# Texte:
◇ ◇ ◇ ◇ ◇
Au coeur de la Roya
C'est au sein d'un couvent franciscain déserté, situé dans l'ancien comté de Nice, que Françoise Siri a composé un opus de quelques poèmes donnant vie, grâce aux éditions Henry, Au cœur de la Roya. Courts poèmes contemplatifs accordés à l'esprit du lieu et au chiffre du paysage, poèmes gravés comme dans la roche italienne qui soulève le relief ascétique.
L'Eglise et le cloître sont gais comme des enfants
Partout des mains
Des mains offertes des mains ouvertes
Sculptées en chêne et en noyer
Peintes sur les fresques délavées
Qui reçoivent les stigmates de François
Et notre peau au creux des mains fourmille
Devant ces stigmates que l'on voit
Et ceux qu'on ne voit pas
Dans l'anonymat des villes
Une parole qui, sous la discipline de l'observation quiète, interroge le silence d'où surgit la conjuration de l'absence :
Puits, source de vie en terre sainte,
Ici, sous ta coupole de lauzes,
Absorbes-tu tous nos errements ?
◇ ◇ ◇ ◇ ◇
# Extraits de données d'étiquetage de lieux:
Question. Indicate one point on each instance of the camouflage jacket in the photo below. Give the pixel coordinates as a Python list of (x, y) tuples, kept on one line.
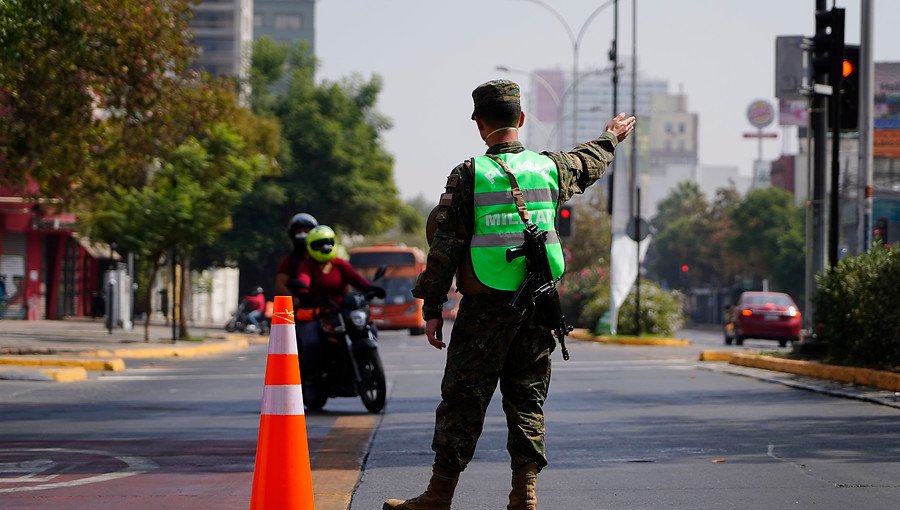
[(449, 253)]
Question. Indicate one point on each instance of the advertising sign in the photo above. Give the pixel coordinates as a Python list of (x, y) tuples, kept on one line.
[(760, 113)]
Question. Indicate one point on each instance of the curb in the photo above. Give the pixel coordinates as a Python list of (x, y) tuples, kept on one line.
[(879, 379), (114, 364), (75, 368), (583, 334), (176, 351), (69, 374)]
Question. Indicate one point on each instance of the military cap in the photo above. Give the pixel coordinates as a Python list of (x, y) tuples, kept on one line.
[(495, 91)]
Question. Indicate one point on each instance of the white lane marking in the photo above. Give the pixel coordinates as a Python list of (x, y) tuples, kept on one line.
[(185, 377), (30, 468), (134, 466)]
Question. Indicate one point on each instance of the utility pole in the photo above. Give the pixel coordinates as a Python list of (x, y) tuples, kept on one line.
[(635, 190), (866, 109), (614, 58)]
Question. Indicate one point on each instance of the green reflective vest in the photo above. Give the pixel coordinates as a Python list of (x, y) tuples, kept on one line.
[(497, 223)]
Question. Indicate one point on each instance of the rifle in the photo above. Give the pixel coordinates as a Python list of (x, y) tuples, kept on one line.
[(539, 287)]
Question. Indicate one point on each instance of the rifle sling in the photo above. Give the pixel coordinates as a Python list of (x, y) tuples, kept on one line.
[(518, 197)]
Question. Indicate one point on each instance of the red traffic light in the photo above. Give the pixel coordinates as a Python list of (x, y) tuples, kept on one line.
[(847, 68)]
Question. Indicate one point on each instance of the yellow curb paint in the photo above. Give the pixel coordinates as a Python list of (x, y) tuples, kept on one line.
[(336, 463), (863, 376), (250, 339), (182, 351), (111, 365), (72, 374), (583, 334), (715, 355)]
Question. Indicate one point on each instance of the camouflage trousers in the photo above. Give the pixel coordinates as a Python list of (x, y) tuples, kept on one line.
[(492, 343)]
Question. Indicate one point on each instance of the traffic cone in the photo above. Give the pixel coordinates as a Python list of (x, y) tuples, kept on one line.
[(282, 478)]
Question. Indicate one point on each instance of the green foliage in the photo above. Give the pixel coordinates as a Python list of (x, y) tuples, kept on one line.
[(69, 64), (590, 243), (584, 295), (661, 312), (685, 201), (732, 239), (186, 203), (857, 309), (332, 164)]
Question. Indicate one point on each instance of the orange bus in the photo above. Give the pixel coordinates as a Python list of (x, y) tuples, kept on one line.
[(399, 309)]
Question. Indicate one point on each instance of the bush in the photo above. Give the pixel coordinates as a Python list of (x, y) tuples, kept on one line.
[(857, 309), (661, 312), (580, 292)]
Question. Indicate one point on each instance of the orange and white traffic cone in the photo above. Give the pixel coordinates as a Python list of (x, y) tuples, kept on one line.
[(282, 478)]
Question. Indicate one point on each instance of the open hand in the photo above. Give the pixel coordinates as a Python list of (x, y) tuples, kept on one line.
[(434, 332), (621, 126)]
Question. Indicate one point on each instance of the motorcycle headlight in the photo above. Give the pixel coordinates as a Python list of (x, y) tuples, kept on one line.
[(358, 318)]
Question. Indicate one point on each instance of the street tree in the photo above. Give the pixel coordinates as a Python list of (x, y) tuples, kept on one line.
[(79, 80), (186, 204), (768, 236), (333, 163)]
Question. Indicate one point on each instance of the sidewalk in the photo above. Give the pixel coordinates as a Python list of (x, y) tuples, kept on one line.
[(75, 346)]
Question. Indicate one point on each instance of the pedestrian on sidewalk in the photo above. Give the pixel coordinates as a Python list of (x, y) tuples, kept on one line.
[(474, 223)]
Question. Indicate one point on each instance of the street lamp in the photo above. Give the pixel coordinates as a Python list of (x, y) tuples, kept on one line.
[(558, 99), (540, 79), (576, 42)]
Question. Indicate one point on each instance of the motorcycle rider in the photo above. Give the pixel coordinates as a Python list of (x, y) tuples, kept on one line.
[(254, 304), (322, 279), (298, 229)]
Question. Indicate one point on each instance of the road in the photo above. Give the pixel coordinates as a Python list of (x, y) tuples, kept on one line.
[(628, 428)]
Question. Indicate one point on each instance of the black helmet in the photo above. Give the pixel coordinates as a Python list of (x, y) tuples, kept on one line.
[(301, 220)]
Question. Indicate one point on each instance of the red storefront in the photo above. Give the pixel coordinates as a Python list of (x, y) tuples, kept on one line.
[(49, 272)]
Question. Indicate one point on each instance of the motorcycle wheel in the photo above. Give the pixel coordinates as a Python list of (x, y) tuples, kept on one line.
[(313, 399), (373, 388)]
◇ ◇ ◇ ◇ ◇
# Exercices à résoudre:
1. Reproduisez à l'identique le passage du texte sur le recueil Au cœur de la Roya qui s'ouvre sur les mots contenant "Au coeur de" et se referme sur "le relief ascétique.".
2. Donnez la suite du texte sur le recueil Au cœur de la Roya, à partir de sa dernière ligne.

# Réponses par exercice:
1.
Au coeur de la Roya
C'est au sein d'un couvent franciscain déserté, situé dans l'ancien comté de Nice, que Françoise Siri a composé un opus de quelques poèmes donnant vie, grâce aux éditions Henry, Au cœur de la Roya. Courts poèmes contemplatifs accordés à l'esprit du lieu et au chiffre du paysage, poèmes gravés comme dans la roche italienne qui soulève le relief ascétique.

2.
Parole doucement interrogative des perceptions intérieures, celle reliées à notre histoire d'âmes européennes où les images anciennes nous parlent, mémoire indélébile enregistrée par notre sang :
Le visage du Christ surnage
Dans les lambeaux des fresques
Les visages se déchirent
Sous les gerçures de pierre
La peinture délavée creuse
Le miroir étamé
Sous nos regards de pierre
Qui ne transpercent plus
Discrète poésie qui coud un rapport entre les paysages observés et notre état d'individus modernes. "Nous sommes semblables aux lambeaux de fresque/En l'absence de la main qui rassemble".
Et cette main qui rassemble et tisse les pans troués de la trame du monde, n'est-ce pas, ici, le poème ?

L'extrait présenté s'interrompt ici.